-------- Data excerpts --------

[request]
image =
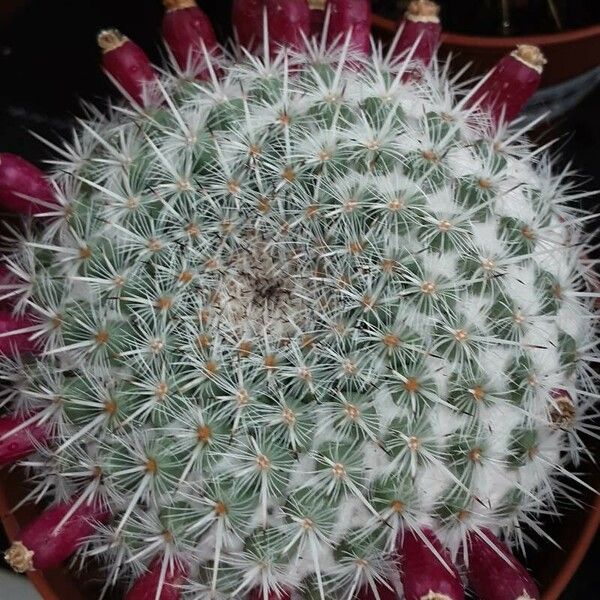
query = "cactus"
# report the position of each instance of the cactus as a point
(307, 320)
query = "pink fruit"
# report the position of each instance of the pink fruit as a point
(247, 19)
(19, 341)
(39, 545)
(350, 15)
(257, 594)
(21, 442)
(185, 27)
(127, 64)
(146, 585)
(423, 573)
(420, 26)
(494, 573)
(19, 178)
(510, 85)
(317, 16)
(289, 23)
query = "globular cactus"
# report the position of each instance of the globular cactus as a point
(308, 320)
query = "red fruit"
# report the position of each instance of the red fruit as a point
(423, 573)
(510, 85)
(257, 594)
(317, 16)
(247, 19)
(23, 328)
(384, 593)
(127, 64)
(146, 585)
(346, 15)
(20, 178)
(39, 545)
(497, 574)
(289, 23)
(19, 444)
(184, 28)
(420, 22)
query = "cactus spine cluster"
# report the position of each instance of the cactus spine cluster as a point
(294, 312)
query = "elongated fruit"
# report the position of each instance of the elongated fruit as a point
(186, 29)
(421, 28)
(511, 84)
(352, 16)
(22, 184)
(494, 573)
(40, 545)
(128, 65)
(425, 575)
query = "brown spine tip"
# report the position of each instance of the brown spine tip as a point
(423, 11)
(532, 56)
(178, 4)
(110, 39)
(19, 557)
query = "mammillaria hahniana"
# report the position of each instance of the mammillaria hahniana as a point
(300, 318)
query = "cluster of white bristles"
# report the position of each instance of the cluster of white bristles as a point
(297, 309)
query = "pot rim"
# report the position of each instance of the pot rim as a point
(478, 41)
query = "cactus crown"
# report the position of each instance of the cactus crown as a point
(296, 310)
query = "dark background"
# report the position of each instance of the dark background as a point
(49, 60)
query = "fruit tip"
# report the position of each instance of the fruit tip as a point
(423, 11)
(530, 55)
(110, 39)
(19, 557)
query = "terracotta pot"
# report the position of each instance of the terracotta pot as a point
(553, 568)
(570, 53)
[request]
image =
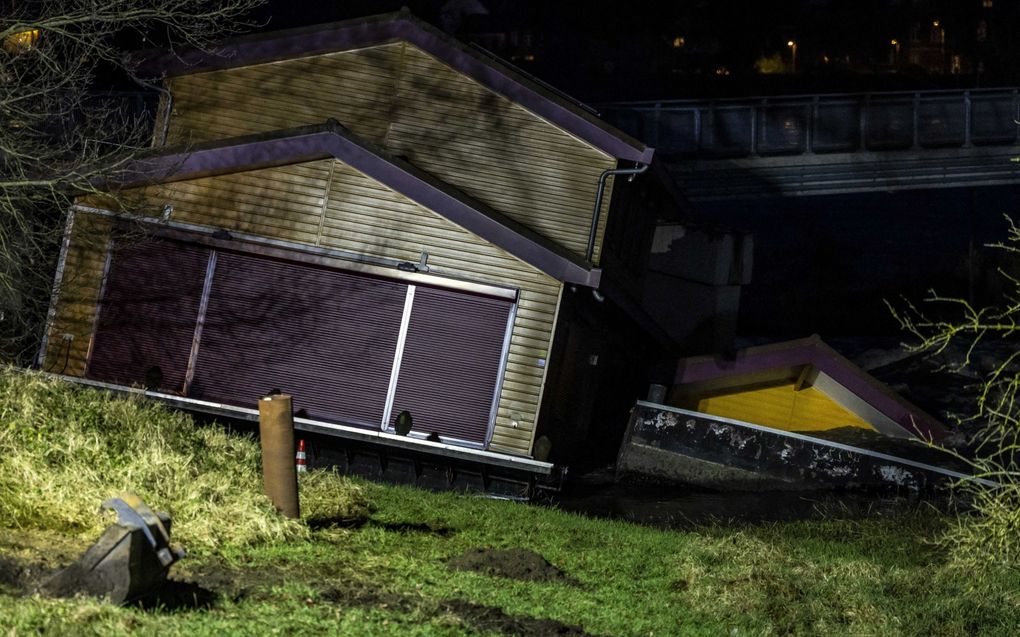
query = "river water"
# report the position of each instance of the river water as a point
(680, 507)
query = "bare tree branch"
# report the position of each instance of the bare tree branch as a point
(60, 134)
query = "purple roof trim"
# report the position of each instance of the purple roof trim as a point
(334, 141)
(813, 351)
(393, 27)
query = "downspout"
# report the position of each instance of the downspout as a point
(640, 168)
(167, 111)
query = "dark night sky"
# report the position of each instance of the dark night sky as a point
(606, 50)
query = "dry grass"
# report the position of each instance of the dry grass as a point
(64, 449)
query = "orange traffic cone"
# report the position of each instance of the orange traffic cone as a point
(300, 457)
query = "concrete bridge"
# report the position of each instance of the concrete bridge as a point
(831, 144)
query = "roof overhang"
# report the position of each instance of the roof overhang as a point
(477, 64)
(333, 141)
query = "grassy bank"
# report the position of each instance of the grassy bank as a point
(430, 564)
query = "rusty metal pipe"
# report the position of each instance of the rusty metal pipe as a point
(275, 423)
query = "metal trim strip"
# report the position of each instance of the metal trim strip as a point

--------

● **What you should do**
Retype the records above line for line and exactly, omitting their pictures.

● **Answer to this task**
[request]
image =
query = "cactus"
# report the position of each instance of the cactus as a point
(307, 320)
query = "pink fruit"
# report the position of each instance of the pink fruit as a point
(247, 19)
(19, 341)
(39, 545)
(350, 15)
(257, 594)
(21, 442)
(185, 27)
(127, 64)
(146, 585)
(423, 573)
(420, 26)
(494, 573)
(19, 178)
(510, 85)
(317, 16)
(289, 23)
query = "globular cactus"
# report the position of each instance of the globular cactus as a point
(308, 320)
query = "red fruit"
# report the position of each instance of the red fruit as a point
(423, 573)
(510, 85)
(257, 594)
(317, 16)
(247, 19)
(23, 328)
(384, 593)
(127, 64)
(146, 585)
(346, 15)
(20, 178)
(39, 545)
(497, 574)
(289, 23)
(19, 444)
(184, 28)
(420, 22)
query = "cactus spine cluster"
# report the position of each instance of the cactus spine cluster as a point
(294, 312)
query = "elongated fruit"
# report the position of each instance of the elongated fruit as a point
(186, 29)
(421, 28)
(511, 84)
(352, 16)
(22, 184)
(494, 573)
(40, 545)
(128, 65)
(425, 575)
query = "brown spine tip"
# report the position of each instance of the brown spine tip as a point
(423, 11)
(532, 56)
(178, 4)
(110, 39)
(19, 557)
query = "mammillaria hahniana"
# report the position of each instance of the mammillaria hahniana as a point
(300, 318)
query = "cluster of white bristles"
# report the position of each instance of the cluster of white bristles as a point
(297, 309)
query = "pot rim"
# report the position of each instance of the pot rim as a point
(478, 41)
query = "cactus crown"
# report the position of each instance of the cactus crown as a point
(296, 310)
query = "dark background"
# report the position of each instance of the dark background as a point
(49, 60)
query = "fruit tip"
# report the position of each instance of the fruit tip as a point
(423, 11)
(530, 55)
(110, 39)
(19, 557)
query = "terracotta pot"
# report the position of each instance of the terracotta pot as a point
(553, 568)
(570, 53)
[request]
image =
query = "river water"
# report the position of each instance of the river water as a point
(680, 507)
query = "bare tree branch"
# report the position of each instance of the bare tree branch as a point
(60, 134)
query = "purple roof trim"
# report the position of each instance of the purple roof trim as a point
(334, 141)
(813, 351)
(393, 27)
query = "downspout"
# report the position of each instance of the downspout as a point
(640, 168)
(167, 111)
query = "dark night sky"
# report the position of each instance of the dark night sky as a point
(606, 50)
query = "dry grass"
# report the position of each instance of the dry grass as a point
(64, 449)
query = "orange traffic cone"
# report the position of each instance of the orange traffic cone as a point
(300, 457)
query = "concrete bridge"
# report the position of each instance of the concrete bridge as a point
(831, 144)
query = "roof overhang"
# report the position of each instance of the roof overhang as a point
(477, 64)
(333, 141)
query = "grassy bank"
# report the position of each instance of the grassy bank as a point
(430, 564)
query = "rusty metal pipe"
# report the position of each instance of the rusty metal pipe as a point
(275, 423)
query = "metal trim strip"
# report the position of each instance of the metal trim strip as a point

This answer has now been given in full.